*** Begin section ***

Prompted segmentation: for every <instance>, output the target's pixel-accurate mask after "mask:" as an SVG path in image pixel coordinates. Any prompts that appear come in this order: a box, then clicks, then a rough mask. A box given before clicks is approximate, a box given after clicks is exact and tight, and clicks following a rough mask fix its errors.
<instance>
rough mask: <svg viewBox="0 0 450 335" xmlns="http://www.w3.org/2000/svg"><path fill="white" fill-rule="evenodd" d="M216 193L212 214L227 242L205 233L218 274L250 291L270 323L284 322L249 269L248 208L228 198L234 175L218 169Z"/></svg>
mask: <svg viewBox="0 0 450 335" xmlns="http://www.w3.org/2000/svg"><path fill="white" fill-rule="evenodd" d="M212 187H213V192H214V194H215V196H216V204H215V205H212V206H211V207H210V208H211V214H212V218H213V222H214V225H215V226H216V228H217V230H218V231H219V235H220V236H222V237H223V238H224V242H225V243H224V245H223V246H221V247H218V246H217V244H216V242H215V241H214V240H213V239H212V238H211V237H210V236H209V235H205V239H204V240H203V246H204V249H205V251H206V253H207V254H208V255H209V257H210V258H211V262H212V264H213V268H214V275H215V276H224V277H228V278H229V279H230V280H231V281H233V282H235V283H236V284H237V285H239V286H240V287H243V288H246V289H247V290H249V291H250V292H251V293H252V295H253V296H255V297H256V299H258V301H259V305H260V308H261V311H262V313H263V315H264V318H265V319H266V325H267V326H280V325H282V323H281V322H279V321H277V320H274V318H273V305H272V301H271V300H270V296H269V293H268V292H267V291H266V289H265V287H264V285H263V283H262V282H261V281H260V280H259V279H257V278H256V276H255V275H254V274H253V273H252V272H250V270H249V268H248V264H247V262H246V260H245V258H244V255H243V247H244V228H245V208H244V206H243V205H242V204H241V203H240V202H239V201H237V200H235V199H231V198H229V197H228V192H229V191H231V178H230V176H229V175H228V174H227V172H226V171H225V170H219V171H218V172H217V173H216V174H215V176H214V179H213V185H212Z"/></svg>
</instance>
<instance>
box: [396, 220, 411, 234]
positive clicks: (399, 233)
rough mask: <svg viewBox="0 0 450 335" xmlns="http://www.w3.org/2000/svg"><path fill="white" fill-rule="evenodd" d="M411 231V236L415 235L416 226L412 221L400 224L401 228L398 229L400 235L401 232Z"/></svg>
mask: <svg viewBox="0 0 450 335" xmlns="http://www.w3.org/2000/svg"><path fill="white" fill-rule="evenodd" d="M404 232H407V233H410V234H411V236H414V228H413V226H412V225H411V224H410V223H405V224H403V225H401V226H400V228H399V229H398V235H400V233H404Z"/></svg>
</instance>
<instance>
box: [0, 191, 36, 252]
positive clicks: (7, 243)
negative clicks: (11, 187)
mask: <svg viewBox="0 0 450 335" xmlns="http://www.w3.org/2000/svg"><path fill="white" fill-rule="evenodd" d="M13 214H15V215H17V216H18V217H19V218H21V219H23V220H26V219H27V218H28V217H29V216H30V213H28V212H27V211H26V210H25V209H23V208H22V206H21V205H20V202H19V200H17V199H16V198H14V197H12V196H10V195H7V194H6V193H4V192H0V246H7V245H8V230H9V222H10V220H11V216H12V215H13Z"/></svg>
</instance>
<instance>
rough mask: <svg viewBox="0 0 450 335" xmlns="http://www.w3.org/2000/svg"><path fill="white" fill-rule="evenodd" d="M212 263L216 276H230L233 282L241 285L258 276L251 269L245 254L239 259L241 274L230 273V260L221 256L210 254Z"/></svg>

*** End section ***

_TASK DESCRIPTION_
When a line in the records above contains the word "positive", copy it.

_OUTPUT FOR THIS EXERCISE_
positive clicks: (399, 233)
positive clicks: (7, 243)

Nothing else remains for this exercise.